→ Your assignment: Tally the lines of the data below that contain the string "step". Give the tally and nothing else.

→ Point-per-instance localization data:
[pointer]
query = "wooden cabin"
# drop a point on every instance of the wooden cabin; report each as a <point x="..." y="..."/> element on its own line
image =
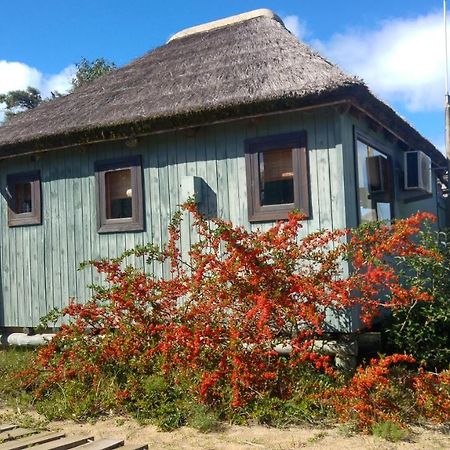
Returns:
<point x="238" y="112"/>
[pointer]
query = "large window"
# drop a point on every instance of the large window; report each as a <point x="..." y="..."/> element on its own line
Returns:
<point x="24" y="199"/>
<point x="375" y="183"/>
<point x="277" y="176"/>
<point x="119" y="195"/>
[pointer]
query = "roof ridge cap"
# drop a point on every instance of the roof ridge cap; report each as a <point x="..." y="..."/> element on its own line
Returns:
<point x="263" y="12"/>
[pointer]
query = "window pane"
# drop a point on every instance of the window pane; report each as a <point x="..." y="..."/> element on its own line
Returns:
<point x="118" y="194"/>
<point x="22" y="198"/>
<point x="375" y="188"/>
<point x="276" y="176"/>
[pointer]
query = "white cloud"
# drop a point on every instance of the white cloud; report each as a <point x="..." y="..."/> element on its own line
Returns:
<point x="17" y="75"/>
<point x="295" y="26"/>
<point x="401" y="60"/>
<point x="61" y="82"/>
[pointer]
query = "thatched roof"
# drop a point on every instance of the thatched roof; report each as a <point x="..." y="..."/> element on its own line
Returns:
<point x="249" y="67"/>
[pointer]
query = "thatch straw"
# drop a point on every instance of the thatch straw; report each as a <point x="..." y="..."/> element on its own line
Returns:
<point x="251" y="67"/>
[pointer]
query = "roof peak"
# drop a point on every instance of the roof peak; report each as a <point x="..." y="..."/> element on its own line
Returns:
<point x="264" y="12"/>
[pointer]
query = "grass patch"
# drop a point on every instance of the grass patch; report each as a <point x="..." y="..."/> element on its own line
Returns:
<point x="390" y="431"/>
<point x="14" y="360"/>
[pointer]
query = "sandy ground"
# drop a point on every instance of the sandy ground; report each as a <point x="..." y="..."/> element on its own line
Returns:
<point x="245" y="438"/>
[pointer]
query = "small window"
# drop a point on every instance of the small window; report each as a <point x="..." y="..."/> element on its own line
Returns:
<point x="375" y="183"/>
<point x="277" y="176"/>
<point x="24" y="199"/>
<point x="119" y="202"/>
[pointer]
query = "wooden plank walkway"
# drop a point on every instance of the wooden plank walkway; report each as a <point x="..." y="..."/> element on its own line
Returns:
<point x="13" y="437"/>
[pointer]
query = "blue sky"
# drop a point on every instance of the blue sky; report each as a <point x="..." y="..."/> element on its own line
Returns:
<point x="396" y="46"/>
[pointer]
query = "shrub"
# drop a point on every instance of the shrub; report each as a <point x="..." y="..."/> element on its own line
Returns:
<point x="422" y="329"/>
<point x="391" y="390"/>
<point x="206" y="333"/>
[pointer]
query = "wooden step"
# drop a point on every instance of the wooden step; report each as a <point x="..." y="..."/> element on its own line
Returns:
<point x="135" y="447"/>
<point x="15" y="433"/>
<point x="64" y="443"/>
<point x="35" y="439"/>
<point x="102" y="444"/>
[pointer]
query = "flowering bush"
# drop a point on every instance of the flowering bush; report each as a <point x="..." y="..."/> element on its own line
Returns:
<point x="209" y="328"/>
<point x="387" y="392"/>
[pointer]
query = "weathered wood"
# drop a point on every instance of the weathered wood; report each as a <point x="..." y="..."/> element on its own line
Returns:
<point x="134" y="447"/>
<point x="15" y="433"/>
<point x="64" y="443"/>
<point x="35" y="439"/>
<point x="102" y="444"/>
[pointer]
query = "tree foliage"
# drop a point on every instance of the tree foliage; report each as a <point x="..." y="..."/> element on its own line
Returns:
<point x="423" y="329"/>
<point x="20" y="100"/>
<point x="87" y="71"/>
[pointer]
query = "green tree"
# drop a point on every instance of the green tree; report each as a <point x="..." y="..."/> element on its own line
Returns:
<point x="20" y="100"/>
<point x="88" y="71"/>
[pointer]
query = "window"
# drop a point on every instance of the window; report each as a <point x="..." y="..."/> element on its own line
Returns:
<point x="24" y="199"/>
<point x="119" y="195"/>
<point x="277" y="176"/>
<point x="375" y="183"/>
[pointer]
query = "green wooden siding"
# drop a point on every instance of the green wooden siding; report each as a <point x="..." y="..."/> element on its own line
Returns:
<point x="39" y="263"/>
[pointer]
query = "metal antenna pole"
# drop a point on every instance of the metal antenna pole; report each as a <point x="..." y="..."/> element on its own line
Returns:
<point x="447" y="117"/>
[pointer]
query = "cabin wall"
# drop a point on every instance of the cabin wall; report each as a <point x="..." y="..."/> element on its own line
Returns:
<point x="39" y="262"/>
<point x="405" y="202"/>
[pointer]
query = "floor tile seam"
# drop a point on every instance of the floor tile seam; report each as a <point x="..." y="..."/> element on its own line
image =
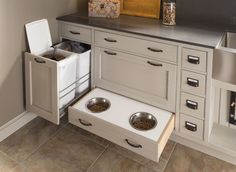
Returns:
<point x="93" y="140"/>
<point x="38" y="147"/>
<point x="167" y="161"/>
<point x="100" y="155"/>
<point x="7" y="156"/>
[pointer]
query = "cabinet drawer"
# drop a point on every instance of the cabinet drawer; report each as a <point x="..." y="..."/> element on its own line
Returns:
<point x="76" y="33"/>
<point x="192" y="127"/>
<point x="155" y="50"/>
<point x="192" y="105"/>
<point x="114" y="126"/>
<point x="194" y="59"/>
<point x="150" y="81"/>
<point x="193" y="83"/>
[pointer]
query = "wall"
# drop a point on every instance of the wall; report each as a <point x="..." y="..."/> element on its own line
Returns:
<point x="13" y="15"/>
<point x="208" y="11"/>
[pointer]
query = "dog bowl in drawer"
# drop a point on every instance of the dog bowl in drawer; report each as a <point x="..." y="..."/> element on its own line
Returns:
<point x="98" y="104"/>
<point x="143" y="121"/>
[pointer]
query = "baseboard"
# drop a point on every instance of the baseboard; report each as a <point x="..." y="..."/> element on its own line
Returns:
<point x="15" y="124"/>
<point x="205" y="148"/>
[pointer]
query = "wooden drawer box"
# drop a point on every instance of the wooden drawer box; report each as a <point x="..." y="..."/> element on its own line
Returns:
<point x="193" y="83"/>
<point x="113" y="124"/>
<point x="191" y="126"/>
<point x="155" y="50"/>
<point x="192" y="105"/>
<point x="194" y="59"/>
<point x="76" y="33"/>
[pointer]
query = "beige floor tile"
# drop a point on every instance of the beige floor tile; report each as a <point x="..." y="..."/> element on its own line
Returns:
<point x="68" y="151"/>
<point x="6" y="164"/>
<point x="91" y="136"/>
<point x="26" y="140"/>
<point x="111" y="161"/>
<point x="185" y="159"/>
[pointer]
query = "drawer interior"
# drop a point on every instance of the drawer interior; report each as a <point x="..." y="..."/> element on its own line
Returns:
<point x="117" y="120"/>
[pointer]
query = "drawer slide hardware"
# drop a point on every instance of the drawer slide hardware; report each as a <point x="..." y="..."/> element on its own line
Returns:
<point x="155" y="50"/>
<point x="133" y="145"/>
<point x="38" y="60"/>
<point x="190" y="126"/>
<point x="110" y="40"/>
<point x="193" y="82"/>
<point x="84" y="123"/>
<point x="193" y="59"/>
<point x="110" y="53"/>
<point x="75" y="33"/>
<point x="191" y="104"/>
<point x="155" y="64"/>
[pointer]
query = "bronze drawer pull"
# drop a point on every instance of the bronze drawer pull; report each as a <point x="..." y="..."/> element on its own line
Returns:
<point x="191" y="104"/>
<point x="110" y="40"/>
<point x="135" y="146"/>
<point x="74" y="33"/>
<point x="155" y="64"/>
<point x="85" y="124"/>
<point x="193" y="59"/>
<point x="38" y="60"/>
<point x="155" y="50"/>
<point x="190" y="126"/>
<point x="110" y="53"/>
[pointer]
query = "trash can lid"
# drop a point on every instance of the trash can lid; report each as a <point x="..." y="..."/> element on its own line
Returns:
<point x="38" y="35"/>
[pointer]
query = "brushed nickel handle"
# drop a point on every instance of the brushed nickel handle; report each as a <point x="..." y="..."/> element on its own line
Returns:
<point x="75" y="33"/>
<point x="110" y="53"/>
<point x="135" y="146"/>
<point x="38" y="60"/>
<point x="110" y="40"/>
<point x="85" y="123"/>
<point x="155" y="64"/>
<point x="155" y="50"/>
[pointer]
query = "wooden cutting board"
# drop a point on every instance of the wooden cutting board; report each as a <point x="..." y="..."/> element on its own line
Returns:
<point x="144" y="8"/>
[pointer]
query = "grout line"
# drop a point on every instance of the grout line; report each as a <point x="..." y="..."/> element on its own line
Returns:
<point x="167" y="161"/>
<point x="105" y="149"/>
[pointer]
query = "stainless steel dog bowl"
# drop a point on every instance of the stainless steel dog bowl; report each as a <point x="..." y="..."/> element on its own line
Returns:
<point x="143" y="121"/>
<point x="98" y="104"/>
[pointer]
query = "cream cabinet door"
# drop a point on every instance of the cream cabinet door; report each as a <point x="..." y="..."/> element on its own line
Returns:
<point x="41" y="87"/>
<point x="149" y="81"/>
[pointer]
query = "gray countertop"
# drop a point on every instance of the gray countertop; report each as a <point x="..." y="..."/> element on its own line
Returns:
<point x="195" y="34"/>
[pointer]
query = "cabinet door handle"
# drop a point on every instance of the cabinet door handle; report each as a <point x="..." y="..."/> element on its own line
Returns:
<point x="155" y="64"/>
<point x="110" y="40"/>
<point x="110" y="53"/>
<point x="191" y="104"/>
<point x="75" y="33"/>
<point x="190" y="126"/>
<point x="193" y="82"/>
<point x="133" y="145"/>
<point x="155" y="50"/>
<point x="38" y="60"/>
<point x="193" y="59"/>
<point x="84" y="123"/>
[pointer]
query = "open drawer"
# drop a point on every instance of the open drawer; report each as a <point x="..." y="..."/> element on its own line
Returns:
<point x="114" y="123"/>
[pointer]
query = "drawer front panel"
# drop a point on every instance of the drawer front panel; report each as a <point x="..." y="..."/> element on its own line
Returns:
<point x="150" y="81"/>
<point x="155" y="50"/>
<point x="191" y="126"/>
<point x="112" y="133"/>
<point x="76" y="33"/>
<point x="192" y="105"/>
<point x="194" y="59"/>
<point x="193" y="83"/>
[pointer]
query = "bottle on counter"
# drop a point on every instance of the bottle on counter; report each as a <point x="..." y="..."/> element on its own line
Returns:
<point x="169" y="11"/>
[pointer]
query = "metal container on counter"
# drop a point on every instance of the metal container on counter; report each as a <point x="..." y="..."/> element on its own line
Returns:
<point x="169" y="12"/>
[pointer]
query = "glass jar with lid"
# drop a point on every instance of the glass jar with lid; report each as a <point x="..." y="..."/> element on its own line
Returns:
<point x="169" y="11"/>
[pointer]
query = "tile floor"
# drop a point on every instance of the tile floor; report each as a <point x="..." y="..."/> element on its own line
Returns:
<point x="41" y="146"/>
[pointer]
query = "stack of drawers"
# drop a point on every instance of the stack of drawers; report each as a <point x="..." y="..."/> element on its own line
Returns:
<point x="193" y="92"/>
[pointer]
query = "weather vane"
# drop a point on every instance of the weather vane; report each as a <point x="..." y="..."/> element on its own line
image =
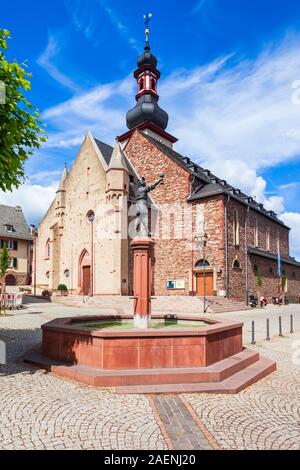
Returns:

→ Task response: 2